##### SUPPLIED PASSAGE #####
Our most basic instinct isn’t just survival; rather, as social beings, we are driven to connect with one another. If we don’t make social connections, we won’t survive. Character defects, therefore, can also be defined as necessary distortions of behaviors that help facilitate our attempts to connect to a family being pulled apart by addiction.
Addiction transforms one of our most noble instincts – caring for others – into the misuse of love.
How would I want my family to respond if I were the one afflicted with addiction? Would I want them to merely fix the problems caused by addiction, or would I want them to challenge the addiction itself?
Believing that feeling ready is a prerequisite to getting ready is one of the greatest blocks to taking action. Feeling ready is a myth. We go to kindergarten whether we feel ready or not… If everyone waited until they felt ready, very little would get done in this world.
We do not battle addiction with anger, judgment, or blame; instead we reach out to the true person behind the addiction using love, compassionate honesty, and a vision for the future.
God works through people more often than lightning bolts.
There are five types of negotiation styles found in alcoholic families: adversary, aggressor, appeaser, avoider, and analyst.
Ambassadors are motivated by love of family and zero tolerance for untreated addiction.
“If those who are morally well-adjusted and talented abandon those who are not, then scarely an inch will separate the good from the depraved.” Confucius
About 85 percent of family interventions motivate the addicted loved one to accept treatment that same day. Of the remaining 15 percent, most eventually admit themselves into treatment within a few days or weeks.
##### GIVEN DATA #####
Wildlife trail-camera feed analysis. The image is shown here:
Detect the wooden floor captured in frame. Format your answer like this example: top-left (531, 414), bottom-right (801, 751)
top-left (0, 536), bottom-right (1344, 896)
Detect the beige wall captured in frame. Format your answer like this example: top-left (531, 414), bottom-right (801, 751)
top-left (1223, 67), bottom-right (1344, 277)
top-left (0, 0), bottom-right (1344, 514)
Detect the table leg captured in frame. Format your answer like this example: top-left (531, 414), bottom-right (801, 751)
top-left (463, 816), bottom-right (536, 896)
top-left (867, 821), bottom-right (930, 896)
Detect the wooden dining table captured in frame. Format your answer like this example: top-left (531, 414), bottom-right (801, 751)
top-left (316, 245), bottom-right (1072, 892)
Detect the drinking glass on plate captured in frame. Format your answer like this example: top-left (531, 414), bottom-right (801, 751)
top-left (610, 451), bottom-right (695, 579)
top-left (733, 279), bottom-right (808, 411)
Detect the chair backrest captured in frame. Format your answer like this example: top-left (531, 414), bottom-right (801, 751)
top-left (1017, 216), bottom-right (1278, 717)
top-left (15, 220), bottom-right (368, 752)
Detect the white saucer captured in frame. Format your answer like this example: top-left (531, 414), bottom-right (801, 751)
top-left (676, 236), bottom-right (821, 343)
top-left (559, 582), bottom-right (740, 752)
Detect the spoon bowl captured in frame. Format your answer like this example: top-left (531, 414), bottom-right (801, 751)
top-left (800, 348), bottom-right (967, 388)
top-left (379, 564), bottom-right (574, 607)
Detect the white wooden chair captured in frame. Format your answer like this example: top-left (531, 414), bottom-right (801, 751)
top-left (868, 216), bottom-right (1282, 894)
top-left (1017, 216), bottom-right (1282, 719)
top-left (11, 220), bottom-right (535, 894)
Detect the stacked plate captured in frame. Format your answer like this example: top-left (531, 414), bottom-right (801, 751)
#####
> [EXERCISE] Copy out the full passage on addiction and family word for word. The lines come from a different source than the passage on addiction and family.

> [SOLVED EXERCISE]
Our most basic instinct isn’t just survival; rather, as social beings, we are driven to connect with one another. If we don’t make social connections, we won’t survive. Character defects, therefore, can also be defined as necessary distortions of behaviors that help facilitate our attempts to connect to a family being pulled apart by addiction.
Addiction transforms one of our most noble instincts – caring for others – into the misuse of love.
How would I want my family to respond if I were the one afflicted with addiction? Would I want them to merely fix the problems caused by addiction, or would I want them to challenge the addiction itself?
Believing that feeling ready is a prerequisite to getting ready is one of the greatest blocks to taking action. Feeling ready is a myth. We go to kindergarten whether we feel ready or not… If everyone waited until they felt ready, very little would get done in this world.
We do not battle addiction with anger, judgment, or blame; instead we reach out to the true person behind the addiction using love, compassionate honesty, and a vision for the future.
God works through people more often than lightning bolts.
There are five types of negotiation styles found in alcoholic families: adversary, aggressor, appeaser, avoider, and analyst.
Ambassadors are motivated by love of family and zero tolerance for untreated addiction.
“If those who are morally well-adjusted and talented abandon those who are not, then scarely an inch will separate the good from the depraved.” Confucius
About 85 percent of family interventions motivate the addicted loved one to accept treatment that same day. Of the remaining 15 percent, most eventually admit themselves into treatment within a few days or weeks.